Questions:
1. D'après l'extrait sur le diagnostic d'un cancer, quels organes sont des lieux fréquents de métastases d'un cancer d'une autre région ?
2. Prolongez l'extrait sur le diagnostic d'un cancer au-delà de sa dernière phrase.

Extrait:
◇ ◇ ◇ ◇

DEUX CLÉS POUR LE DIAGNOSTIC D’UN CANCER

Les tissus sont composés de cellules identiques qui s’assemblent.
Le cancer est une prolifération de cellules anormales, issues de la transformation de cellules normales.
Des cellules cancéreuses d’un organe peuvent migrer et se fixer sur d’autres organes en gardant leurs caractéristiques. Ce sont des métastases.
Le poumon et la plèvre sont des lieux fréquents de métastases d’un cancer d’une autre région. Quand un cancer s’y déclare, il importe de savoir s’il s’agit d’un cancer primitif ou d’une métastase et de savoir dans quel organe est né le cancer primitif dont une métastase est issue.
L’examen anatomopathologique* complété par une technique plus récente, l’analyse immunohistochimique, apporte le plus souvent une réponse.
L’examen anatomopathologique con­­siste à examiner au microscope un morceau de la tumeur (suite à une biopsie ou un acte chirurgical) après une préparation particulière et notamment des colorations pour visualiser les différentes structures.

◇ ◇ ◇ ◇

Données enregistrées:
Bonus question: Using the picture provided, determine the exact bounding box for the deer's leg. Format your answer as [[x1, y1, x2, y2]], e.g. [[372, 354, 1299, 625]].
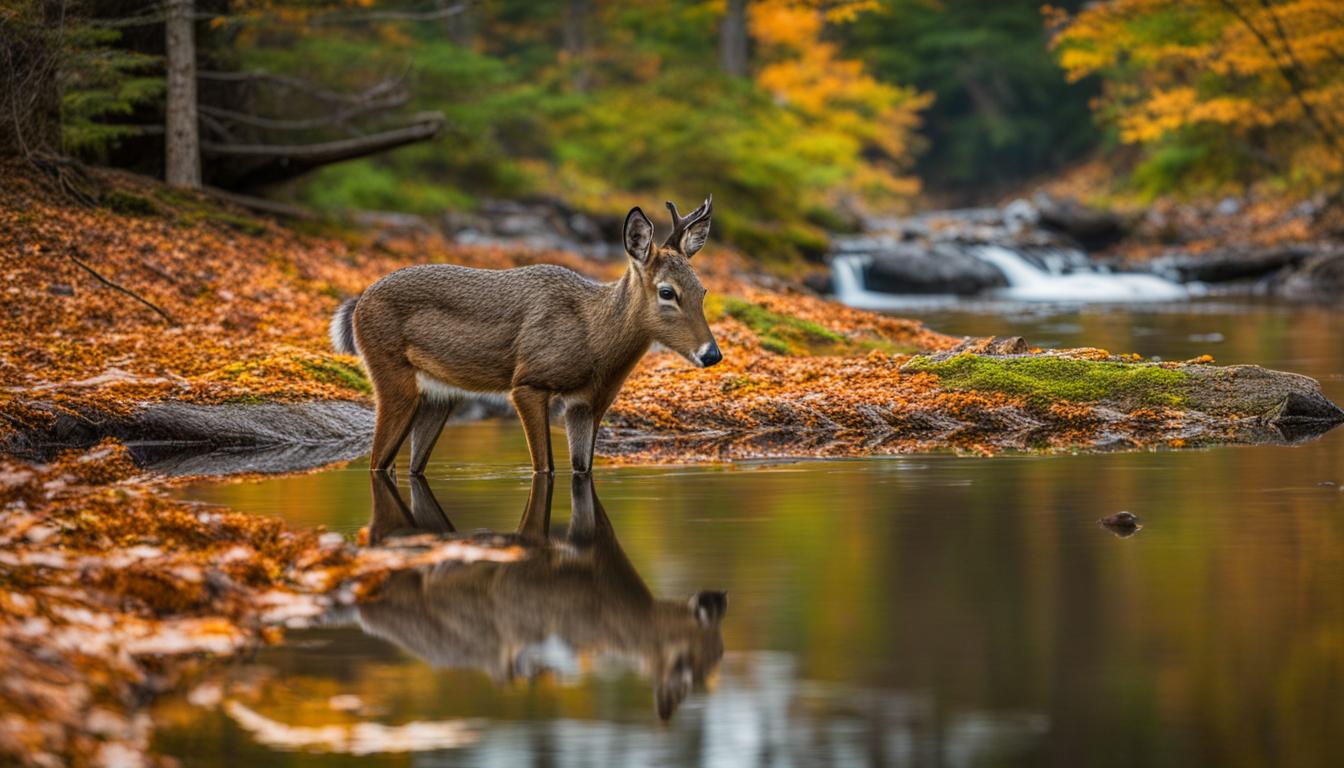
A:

◇ ◇ ◇ ◇

Vos réponses:
1. Le poumon et la plèvre.

2.
L’analyse immunohistochimique qui permet d’identifier des protéines fabriquées par les cellules tumorales, se retrouve avec pratiquement tous les résultats anatomo-pathologiques sous l’appellation notamment d’immuno-marquage.
Ces deux techniques associées permettent de classer la tumeur, d’en évaluer la gravité et de prédire l’efficacité de certains traitements, pour aider à la prise de décision thérapeutique. Le compte rendu d’examen est une pièce essentielle du dossier médical, dont peut dépendre l’indemnisation d’un cancer lié à l’amiante par la Sécurité sociale ou le Fiva. Même si l’on n’est pas médecin, il faut faire l’effort d’en connaître les aspects essentiels.


LES SIGNATURES D’UN CANCER DU POUMON

Les deux grands types de cancers primitifs du poumon sont l’adénocarcinome (30  % des cas) et le carcinome épidermoïde (50 % des cas).

L’apport de l’immunohistochimie

Les figures 1 et 2 (page 21) montrent deux images d’un même adénocarcinome pulmonaire au microscope.

- Figure n°1 : un examen anatomopathologique classique.
- Figure n°2 : le même prélèvement en utilisant une technique spéciale qui permet de colorer une structure spécifique d’un adénocarcinome pulmonaire, appelée TTF1.

Un TTF1 (+)  signe un adénocarcinome

TTF1 est une structure qui n’exis­te pratiquement pas dans les adénocarcinomes d’autres endroits du corps.
Dès lors, si un nodule pulmonaire se révèle être un adénocarcinome TTF1 (+), on a la quasi certitude qu’il s’agit d’un cancer du poumon primitif.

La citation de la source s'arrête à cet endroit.